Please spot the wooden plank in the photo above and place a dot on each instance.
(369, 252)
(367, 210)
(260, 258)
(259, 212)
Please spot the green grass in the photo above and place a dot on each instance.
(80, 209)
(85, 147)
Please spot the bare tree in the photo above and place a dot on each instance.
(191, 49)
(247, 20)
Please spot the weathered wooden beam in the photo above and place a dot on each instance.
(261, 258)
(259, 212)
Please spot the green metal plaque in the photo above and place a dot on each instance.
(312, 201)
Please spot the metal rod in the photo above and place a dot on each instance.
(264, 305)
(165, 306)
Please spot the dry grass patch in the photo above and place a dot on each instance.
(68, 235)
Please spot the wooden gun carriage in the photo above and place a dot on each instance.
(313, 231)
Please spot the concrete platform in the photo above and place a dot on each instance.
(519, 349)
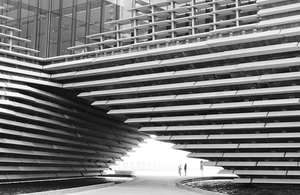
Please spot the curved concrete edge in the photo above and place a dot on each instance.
(197, 190)
(72, 190)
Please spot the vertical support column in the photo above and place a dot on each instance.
(10, 40)
(237, 13)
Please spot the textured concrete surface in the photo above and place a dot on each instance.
(144, 185)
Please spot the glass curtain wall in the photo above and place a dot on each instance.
(54, 25)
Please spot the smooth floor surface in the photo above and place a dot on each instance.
(144, 185)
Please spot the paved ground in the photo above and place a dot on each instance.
(144, 185)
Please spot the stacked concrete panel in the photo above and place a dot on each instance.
(217, 78)
(45, 131)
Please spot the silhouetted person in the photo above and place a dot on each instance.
(179, 170)
(185, 167)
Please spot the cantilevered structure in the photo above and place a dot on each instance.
(219, 78)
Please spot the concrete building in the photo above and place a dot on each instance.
(219, 78)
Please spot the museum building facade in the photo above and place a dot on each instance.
(84, 82)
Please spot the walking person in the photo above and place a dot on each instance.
(179, 170)
(185, 167)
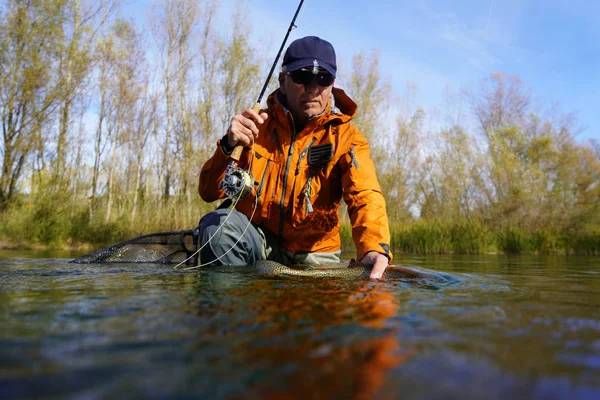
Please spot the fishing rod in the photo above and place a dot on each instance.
(237, 183)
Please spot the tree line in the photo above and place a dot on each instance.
(106, 124)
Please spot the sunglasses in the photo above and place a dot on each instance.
(306, 76)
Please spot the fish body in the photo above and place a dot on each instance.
(355, 270)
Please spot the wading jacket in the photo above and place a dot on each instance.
(299, 202)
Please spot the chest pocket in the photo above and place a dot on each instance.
(317, 191)
(265, 171)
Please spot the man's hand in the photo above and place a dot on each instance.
(244, 127)
(379, 262)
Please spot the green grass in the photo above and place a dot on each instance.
(53, 224)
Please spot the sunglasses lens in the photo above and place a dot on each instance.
(305, 77)
(325, 79)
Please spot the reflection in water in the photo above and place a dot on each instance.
(512, 328)
(318, 339)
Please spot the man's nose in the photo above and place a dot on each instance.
(312, 87)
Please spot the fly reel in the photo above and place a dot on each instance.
(237, 183)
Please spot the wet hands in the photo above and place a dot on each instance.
(244, 127)
(379, 262)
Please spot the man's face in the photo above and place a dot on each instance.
(306, 100)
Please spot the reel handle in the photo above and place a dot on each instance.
(237, 151)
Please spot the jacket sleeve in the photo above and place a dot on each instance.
(212, 174)
(365, 201)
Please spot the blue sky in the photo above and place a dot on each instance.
(553, 45)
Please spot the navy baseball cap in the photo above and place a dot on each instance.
(310, 51)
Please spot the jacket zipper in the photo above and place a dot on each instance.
(353, 158)
(287, 170)
(262, 181)
(303, 154)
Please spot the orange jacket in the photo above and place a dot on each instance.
(288, 187)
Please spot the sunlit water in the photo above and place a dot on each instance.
(510, 327)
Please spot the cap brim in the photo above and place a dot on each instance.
(295, 65)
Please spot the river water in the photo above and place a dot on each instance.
(509, 327)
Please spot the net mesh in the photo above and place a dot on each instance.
(156, 248)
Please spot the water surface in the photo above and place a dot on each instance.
(512, 327)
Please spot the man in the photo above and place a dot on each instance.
(304, 156)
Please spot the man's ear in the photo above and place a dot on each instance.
(281, 82)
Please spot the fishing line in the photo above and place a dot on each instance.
(236, 153)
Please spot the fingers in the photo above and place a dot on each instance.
(379, 267)
(244, 127)
(379, 262)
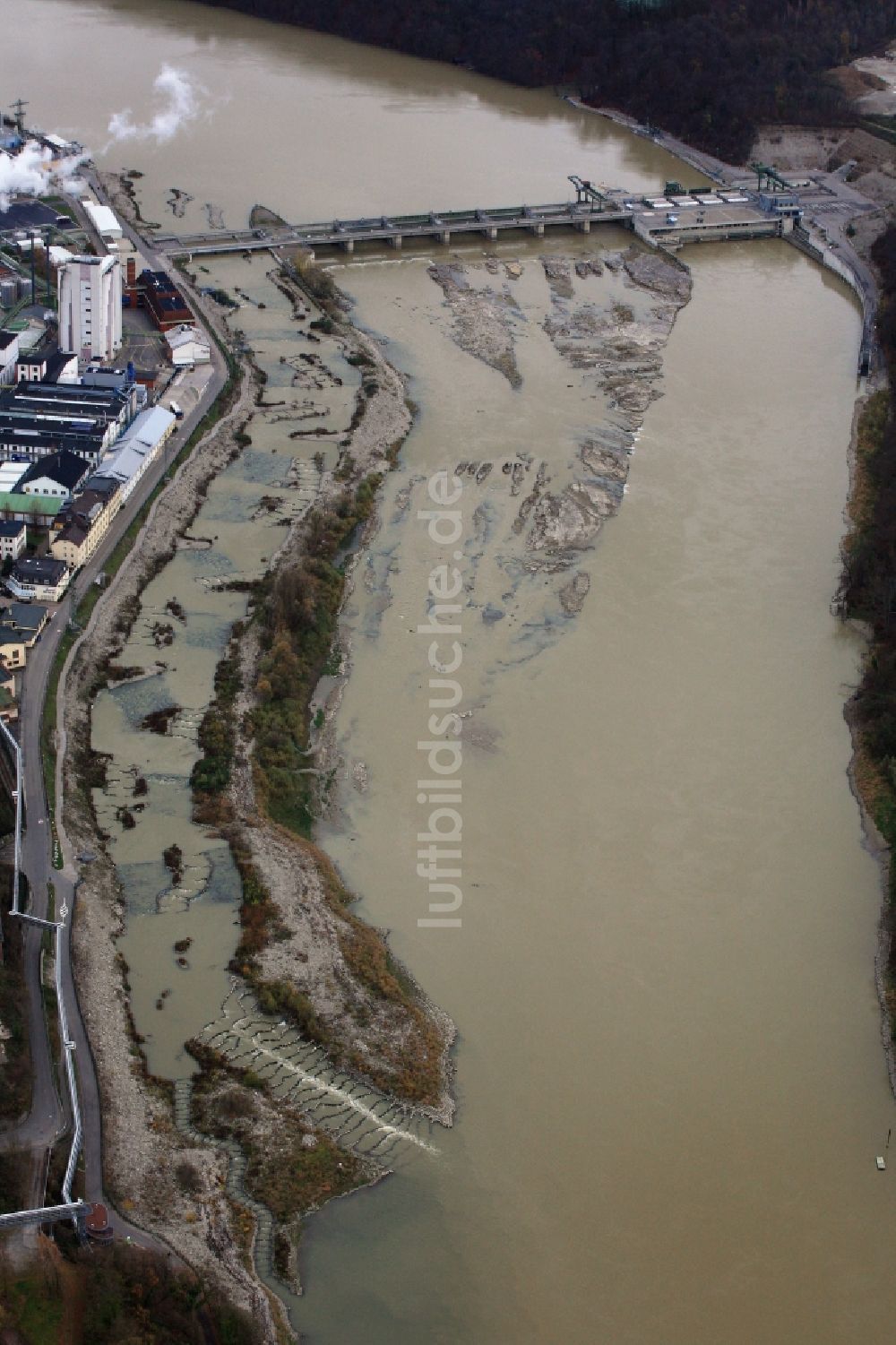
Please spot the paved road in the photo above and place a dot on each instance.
(48, 1114)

## Task requirements
Take the line containing "Please spot the orange" as the first line and the last line of the data above as the final one, and output exactly the lines between them, inclusive, with no pictures.

## Full response
Please spot the orange jacket in the photo above and place a dot on each instance.
(288, 187)
Please spot the sunlit water in the photo above and place a dot on each instance.
(510, 327)
Please spot the cap brim in the photo above and place a dot on each instance.
(295, 65)
Please spot the river water in the photo above and place a dot on each instance.
(509, 327)
Please spot the net mesh in the photo above and place a dot on each instance.
(156, 248)
Please spot the water surface in the photo above and place a dot on each instance.
(512, 327)
Please spot the man in the photo above and place a dot on each instance.
(304, 156)
Please spot the man's ear in the photo above and place a dot on each instance.
(281, 82)
Please spot the fishing line in the photo above and place a dot on each instance.
(236, 153)
Please spot the fingers in the photo above and place a dot on each instance.
(379, 267)
(244, 127)
(379, 262)
Please spot the paved road in the photo above and place a dot on each instance.
(48, 1114)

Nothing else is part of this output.